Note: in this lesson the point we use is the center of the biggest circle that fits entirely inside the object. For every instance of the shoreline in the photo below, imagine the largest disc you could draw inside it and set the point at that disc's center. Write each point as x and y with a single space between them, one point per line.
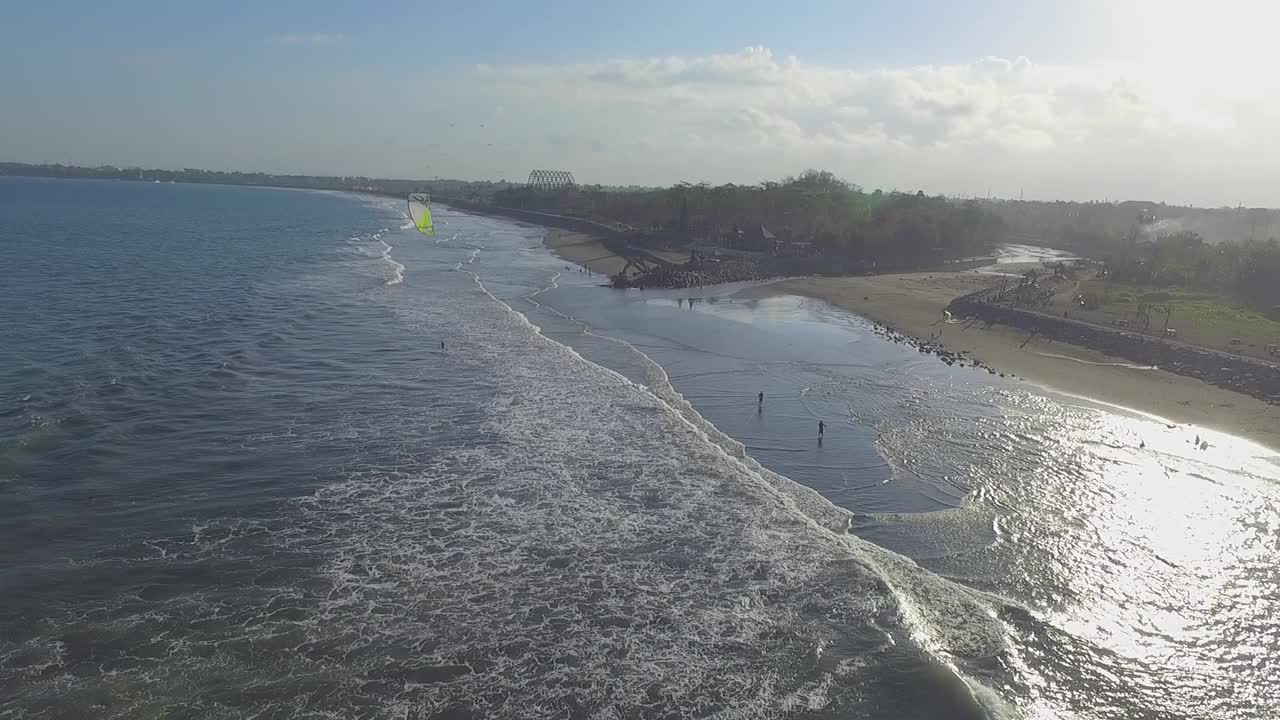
912 304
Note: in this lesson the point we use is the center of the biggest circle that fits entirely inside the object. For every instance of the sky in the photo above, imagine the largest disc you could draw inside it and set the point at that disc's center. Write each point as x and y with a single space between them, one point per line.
1088 100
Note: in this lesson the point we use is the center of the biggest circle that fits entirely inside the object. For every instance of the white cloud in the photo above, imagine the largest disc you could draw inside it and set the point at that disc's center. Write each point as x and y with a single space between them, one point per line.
1088 131
310 39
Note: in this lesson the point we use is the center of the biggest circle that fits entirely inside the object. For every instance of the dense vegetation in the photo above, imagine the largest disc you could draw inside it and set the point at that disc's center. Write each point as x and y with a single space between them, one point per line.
817 208
1248 270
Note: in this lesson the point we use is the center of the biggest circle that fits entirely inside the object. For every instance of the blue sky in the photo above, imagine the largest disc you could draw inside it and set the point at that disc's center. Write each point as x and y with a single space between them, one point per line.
1068 99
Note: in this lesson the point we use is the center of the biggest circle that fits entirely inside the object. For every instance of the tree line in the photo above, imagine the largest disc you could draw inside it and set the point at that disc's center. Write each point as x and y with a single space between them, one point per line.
817 208
1247 270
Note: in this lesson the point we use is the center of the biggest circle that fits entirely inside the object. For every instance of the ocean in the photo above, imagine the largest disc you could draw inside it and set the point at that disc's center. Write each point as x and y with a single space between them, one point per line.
273 454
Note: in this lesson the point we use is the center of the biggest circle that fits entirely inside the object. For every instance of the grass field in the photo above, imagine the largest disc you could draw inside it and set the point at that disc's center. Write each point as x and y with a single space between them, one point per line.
1198 318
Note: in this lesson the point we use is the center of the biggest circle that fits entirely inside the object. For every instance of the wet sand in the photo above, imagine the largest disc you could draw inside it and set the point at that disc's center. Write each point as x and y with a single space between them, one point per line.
584 250
913 305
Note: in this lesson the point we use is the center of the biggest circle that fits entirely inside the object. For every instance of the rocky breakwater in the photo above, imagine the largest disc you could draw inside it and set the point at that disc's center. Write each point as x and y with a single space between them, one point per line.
1240 374
929 347
695 274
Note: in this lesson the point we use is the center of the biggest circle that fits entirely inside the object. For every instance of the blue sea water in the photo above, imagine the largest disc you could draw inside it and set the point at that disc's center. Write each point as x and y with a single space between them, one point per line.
273 454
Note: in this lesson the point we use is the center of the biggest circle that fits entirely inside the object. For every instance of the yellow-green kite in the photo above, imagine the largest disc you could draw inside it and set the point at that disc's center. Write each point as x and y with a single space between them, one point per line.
420 210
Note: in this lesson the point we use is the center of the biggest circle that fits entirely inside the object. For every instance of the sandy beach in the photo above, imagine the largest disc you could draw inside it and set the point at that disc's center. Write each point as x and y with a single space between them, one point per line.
583 250
913 305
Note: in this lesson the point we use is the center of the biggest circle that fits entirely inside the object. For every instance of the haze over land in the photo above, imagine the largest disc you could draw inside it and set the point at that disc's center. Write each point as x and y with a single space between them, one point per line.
1086 100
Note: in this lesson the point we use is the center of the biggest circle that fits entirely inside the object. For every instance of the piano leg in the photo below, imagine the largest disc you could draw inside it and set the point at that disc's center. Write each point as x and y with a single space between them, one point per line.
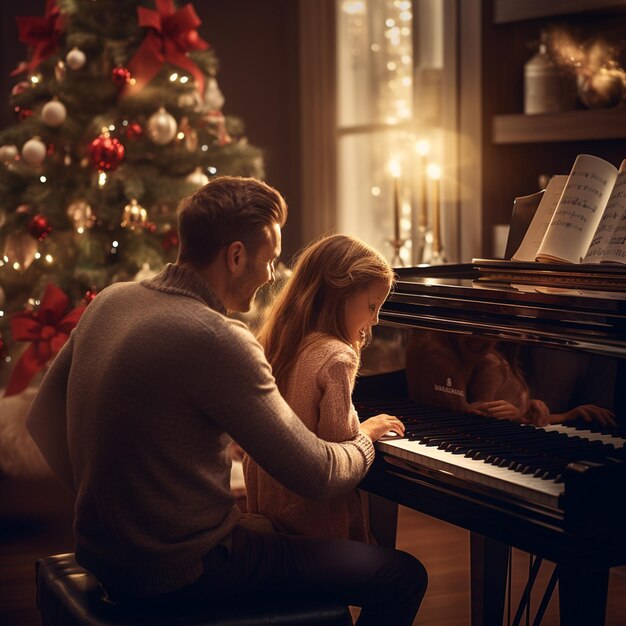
383 516
489 561
582 596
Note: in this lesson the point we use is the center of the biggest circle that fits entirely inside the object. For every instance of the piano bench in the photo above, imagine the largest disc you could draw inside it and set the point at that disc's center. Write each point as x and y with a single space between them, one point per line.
67 595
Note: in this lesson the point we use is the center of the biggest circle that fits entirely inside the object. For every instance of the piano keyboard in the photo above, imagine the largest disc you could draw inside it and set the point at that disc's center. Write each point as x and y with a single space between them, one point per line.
523 461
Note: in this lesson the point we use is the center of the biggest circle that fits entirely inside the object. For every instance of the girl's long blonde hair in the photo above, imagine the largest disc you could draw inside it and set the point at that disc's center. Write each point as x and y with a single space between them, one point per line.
325 275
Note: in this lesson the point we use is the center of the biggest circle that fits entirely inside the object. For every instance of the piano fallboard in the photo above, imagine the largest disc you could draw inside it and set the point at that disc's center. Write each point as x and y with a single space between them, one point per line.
576 340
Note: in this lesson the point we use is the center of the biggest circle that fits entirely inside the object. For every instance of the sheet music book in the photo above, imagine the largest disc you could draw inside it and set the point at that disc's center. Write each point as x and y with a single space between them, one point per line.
581 217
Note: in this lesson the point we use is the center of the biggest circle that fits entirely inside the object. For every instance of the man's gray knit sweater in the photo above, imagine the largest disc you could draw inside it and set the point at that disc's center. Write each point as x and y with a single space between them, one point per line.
136 414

■ ■ ■ ■

Restate the material above word for word; pictures do not belong in the copy.

### Answer section:
Note: in this lesson the point we use is the center of the biggest circle that fits entirely inside the object. For every instance of the shoreline in the photo below, imagine the largest disc you could draw inside it and set the point at that disc's center. Write each point as x and y with a single space between them, one point per line.
912 304
Note: in this lesson the point we use is the center of the biggest circle that fits entirely inside the object. For every instance of the sky in the photo above, imagine the largest disc you could draw inside it and set the point at that disc's center. Write each point as x and y with a single space between them, one point per line.
1088 100
Note: in this lesson the point we use is the center of the biggest circle that fits entirely inside the object. For every instance of the white cloud in the photo above, imagine the largest disc you could draw inside it and set the point at that disc's center. Write each point as x and y with a single space between them, one point per line.
1088 131
310 39
Note: in this lesson the point we use is the center of the biggest circle that fits entirely inside the object. For every instance of the dense vegetation in the photo above, imagine the largest disc you could draw inside it and set the point at that disc's center. Write each point as x and y with a single space between them, one point per line.
817 208
1248 270
Note: in this lesson the point we use is the center of the biggest circle that fits entirely inside the object. For every instance of the blue sky in the photo above, imagine the largest disc you could draw inside it and set the point at that disc's center. Write each point as x and y with a single space between them, one point per line.
1068 99
Note: in this lesson the point we use is the center of the biggest circle that fits entirely inside the object. For every instance of the tree line in the photo above, imagine the largest disc you could draw inside it and set the point at that disc's center. Write each point as x and y with a single space between them, one point per line.
817 208
1247 270
Note: in this lesson the point we use is the center of the biggest circle that fits entirely inside the object. For every instance of the ocean in the photo above, imagine the largest disc you could draw inside it and set the point at that disc's center. Write each point as x and y with a single space between them, one point per line.
273 454
Note: in this lesson the point we use is the center of the biggest circle that fits entirely inside the object. For every instance of the grass field in the photo above, imagine the largest disc you could draw inside it and set the point at that disc's center. Write each point as x and y with a single space between them, one point per line.
1198 318
Note: in this lesson the point we use is the center of the biggest circle that fits entirely inside the object. For every instance of the wet sand in the photo above, imagine the largest disc you could draw inside it and set the point at that disc's center. Write each point as x and y with a single space between them, one point per line.
584 250
913 305
Note: in this lesson the point we use is the center of the biggest circle that fits entirely inside the object. For every instance of the rocky breakwater in the photo above, imagine the largest disc you could draw inside it and set the point at that disc's center. Write each point as x and y with a single space between them, one point per line.
1240 374
929 347
695 274
Note: in this lesson the point we use is the center of the biggest circle that fits entirely inside the object. For every instance of the blue sea water in the photo above, imagine the largest disc you could draw inside it and set the point at that disc's center. Write each point as x and y with a single space between them, one point per line.
273 454
Note: in this lesson the point we use is the center of the biggest circle that fits entirely inside the object. For every instance of the yellow-green kite in the photo above, imagine the largest disc you could draw inside it and set the point at that disc's center. Write each point as x and y with a single space between them, one point per line.
420 210
Note: in this lesson the point we use is the center of the biggest circle that fits entirely inside the object. For every instance of the sandy beach in the photo above, imagine the largest disc you could draw inside it and set the point at that disc's center. Write each point as x and y with a single space between them, one point per line.
583 250
913 305
Note: in this lesson the point we use is the center of the biggest circle that fits entirely inside the object. For every instance of the haze over land in the photo above, imagine the largest disc you could draw inside it and set the point at that disc's center. Write each point as x and y with a single space between them, one point per line.
1086 100
Note: in this lesson the point we use is the center of the biggest circle that fits entirely inside the object. For every instance of the piano leg in the photo below, imagine the largest disc you could draw inside it and set the point at that disc's center. Write each point as x and y with a single space between them, one point per line.
383 516
489 561
582 596
Note: in this lesson the point we use is the center of the biggest circle that fits entirely inside the object. For every instance of the piano bench in the photo above, imagine the largest disc you could draw inside it and set the point at that disc's center. Write each point as x and y with a single space between them, one point per line.
67 595
Note: in this lesson the point we use is the center of the biggest circle that fits entirely inside the object. For every instance of the piano keyboard in the photo above, imagine the largest disc you could draw inside it and set the point at that disc's center. Write each point as x and y with a single space between them, one point per line.
523 461
Note: in this lesson the point we use is the center of the biggest circle that fits entirely inside the object. For every instance of the girl's long blonde hair in the photo above, imagine the largest disc you could draw inside it and set the point at that disc's center. Write each point as x and y with a single space between them, one point per line.
325 275
Note: in this lesson the point we use is the center of the biggest circle that fits entirely inside the object. For every instance of the piano fallboard in the photo above, imagine the largest disc you could draw inside it and set the point at that disc's center. Write each point as x and y with a single space between them, one point per line.
576 340
Note: in this lesson the point we use is the center of the biggest circle that fits entirely inside the object. For every instance of the sheet music book in the photo above, imagine the largest disc you could draw inside it and set the point at that disc's center. Write each point as x and y with a single space between them, one point per line.
581 217
Note: in this lesson the point we use is the center of the biggest circle that fits entirely inside the object. For every instance of the man's gray knit sweater in the photo above, imagine the largest disc you could draw inside it and set the point at that disc's center. Write each point as x and y with a single space between them, one point per line.
136 414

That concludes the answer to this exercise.